Four studies were used to test claims about the learnability of different category structures. Experiment 1 includes a test of the dimensionality and comparability of speech and nonspeech continua. Experiment 2 includes a set of three subcomponents, assessing either different populations or different stimuli. In Experiment 2a, we examined whether there are constraints on the acquisition of disjunctive speech sound categories, as assessed with English speakers learning categories of German speech sounds. In Experiment 2b, we tested whether these constraints would also apply to German speakers, experts with this dimensional space, who were learning to categorize sounds within the same set of items. And, finally, in Experiment 2c, we determined whether the constraints would also appear for a set of nonspeech sounds, using a synthetic musical instrument continuum. In each case, participants heard items from a 10-point continuum, with different points on the continuum associated with various colored squares (as category labels). Each participant completed one of six different learning conditions, with the categories being learned changing from condition to condition based on which sounds are paired with which squares.

--

- _Written exercise A_: According to the passage on category learning, what served as category labels for the items participants heard?

--

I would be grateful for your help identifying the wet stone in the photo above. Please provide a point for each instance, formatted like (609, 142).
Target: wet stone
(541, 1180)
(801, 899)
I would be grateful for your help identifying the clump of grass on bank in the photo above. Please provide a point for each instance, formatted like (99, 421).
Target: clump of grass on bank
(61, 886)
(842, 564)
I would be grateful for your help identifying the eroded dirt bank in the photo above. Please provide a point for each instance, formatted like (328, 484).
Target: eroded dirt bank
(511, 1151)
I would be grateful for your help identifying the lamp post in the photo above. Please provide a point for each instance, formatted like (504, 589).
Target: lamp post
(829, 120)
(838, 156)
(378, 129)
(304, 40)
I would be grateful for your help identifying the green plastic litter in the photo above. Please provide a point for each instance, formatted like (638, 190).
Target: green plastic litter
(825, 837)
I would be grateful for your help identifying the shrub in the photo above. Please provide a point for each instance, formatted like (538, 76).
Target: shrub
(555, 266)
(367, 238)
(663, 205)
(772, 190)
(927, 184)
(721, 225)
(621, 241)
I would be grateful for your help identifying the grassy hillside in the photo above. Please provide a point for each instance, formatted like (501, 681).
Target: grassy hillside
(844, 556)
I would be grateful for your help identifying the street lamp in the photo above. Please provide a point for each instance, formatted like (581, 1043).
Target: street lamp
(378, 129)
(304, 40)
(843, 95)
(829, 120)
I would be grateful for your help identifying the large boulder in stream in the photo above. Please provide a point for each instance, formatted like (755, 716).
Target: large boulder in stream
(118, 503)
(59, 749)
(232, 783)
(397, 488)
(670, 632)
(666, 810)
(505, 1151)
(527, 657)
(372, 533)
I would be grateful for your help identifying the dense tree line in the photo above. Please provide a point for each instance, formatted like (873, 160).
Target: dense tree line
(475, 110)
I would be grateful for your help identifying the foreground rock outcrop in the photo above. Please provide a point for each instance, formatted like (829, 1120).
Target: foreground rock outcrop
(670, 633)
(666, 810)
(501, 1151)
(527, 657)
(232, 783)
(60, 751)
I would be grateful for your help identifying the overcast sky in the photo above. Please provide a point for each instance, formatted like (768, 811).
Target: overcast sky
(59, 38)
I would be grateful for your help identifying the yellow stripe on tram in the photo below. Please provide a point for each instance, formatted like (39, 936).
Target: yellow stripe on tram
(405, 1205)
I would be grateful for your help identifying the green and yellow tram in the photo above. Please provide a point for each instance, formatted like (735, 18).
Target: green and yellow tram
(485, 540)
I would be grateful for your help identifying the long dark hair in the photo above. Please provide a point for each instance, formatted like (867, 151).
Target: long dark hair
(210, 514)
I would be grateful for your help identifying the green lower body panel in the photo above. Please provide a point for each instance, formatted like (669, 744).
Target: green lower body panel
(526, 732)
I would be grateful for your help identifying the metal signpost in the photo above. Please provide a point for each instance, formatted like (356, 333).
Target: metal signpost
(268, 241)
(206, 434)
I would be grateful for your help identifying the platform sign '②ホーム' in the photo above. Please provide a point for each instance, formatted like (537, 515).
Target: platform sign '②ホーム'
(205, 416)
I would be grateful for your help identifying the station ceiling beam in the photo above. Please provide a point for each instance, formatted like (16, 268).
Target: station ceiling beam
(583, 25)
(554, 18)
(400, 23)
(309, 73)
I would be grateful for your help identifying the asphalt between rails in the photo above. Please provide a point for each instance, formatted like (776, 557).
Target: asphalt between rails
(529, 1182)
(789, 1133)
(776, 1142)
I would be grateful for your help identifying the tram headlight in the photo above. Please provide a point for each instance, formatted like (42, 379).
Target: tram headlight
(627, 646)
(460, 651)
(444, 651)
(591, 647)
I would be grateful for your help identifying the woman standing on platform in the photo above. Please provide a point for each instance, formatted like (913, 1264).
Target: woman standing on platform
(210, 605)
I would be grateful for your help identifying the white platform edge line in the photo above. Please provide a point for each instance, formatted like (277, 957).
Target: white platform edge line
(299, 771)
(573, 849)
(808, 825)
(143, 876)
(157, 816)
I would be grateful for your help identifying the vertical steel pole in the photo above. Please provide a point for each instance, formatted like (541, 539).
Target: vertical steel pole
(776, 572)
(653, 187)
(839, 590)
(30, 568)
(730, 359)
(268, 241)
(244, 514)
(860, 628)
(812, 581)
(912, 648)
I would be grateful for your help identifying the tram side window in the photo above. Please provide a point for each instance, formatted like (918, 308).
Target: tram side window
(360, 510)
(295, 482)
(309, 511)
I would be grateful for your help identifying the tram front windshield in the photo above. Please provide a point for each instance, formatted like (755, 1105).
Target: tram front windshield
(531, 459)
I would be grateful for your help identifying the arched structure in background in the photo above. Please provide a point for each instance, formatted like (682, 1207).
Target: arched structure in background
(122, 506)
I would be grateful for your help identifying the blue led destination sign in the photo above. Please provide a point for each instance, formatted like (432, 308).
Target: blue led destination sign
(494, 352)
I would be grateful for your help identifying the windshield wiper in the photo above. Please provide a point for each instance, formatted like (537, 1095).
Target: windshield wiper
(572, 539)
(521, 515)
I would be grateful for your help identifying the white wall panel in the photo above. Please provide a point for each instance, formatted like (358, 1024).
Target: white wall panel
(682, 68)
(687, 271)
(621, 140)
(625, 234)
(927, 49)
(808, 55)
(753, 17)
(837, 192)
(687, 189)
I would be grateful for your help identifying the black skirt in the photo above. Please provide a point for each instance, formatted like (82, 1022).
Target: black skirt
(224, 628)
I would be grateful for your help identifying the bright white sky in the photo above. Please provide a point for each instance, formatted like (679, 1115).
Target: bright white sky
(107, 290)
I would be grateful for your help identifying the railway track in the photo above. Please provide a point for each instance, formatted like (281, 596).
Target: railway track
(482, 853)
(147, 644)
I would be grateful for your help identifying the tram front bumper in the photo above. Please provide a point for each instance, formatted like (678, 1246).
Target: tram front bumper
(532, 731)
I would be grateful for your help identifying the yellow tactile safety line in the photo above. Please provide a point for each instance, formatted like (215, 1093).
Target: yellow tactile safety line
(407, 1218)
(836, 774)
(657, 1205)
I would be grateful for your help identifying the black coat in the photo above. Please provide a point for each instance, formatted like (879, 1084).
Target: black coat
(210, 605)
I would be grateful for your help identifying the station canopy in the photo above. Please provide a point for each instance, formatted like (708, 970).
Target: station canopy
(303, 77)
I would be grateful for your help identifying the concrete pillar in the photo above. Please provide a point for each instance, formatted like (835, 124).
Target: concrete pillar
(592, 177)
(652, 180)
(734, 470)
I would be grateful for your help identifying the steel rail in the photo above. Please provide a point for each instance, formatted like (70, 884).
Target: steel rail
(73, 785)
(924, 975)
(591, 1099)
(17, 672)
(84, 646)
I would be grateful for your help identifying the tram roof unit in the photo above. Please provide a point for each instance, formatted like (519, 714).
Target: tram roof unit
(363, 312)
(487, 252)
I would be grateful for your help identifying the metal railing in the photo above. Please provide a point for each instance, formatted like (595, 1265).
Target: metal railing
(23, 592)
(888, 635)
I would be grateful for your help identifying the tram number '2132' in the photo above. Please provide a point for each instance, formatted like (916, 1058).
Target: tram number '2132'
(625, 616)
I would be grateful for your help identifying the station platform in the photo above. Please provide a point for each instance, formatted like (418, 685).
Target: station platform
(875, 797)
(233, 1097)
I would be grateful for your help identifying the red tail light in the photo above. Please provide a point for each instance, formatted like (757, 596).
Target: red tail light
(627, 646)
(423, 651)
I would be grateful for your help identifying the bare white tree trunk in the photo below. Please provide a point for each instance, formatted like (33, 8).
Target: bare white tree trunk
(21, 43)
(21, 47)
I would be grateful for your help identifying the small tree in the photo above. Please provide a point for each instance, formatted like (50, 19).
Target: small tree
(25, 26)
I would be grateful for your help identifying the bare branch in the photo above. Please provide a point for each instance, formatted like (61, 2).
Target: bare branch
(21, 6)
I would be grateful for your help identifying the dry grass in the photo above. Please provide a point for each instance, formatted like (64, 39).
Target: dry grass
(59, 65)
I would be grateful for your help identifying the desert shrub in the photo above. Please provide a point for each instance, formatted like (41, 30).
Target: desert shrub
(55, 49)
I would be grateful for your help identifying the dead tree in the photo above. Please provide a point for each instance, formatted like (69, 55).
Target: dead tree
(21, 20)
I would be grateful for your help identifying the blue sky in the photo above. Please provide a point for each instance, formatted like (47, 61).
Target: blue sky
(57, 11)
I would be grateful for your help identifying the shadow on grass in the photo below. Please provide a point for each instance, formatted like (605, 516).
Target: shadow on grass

--

- _Written exercise B_: Report every line of the records that contains the string "clump".

- _Exercise result A_: Various colored squares.

- _Exercise result B_:
I would be grateful for your help identifying the clump of grass on bank in the photo above. Please provide a point for each instance, formatted like (99, 421).
Target: clump of grass on bank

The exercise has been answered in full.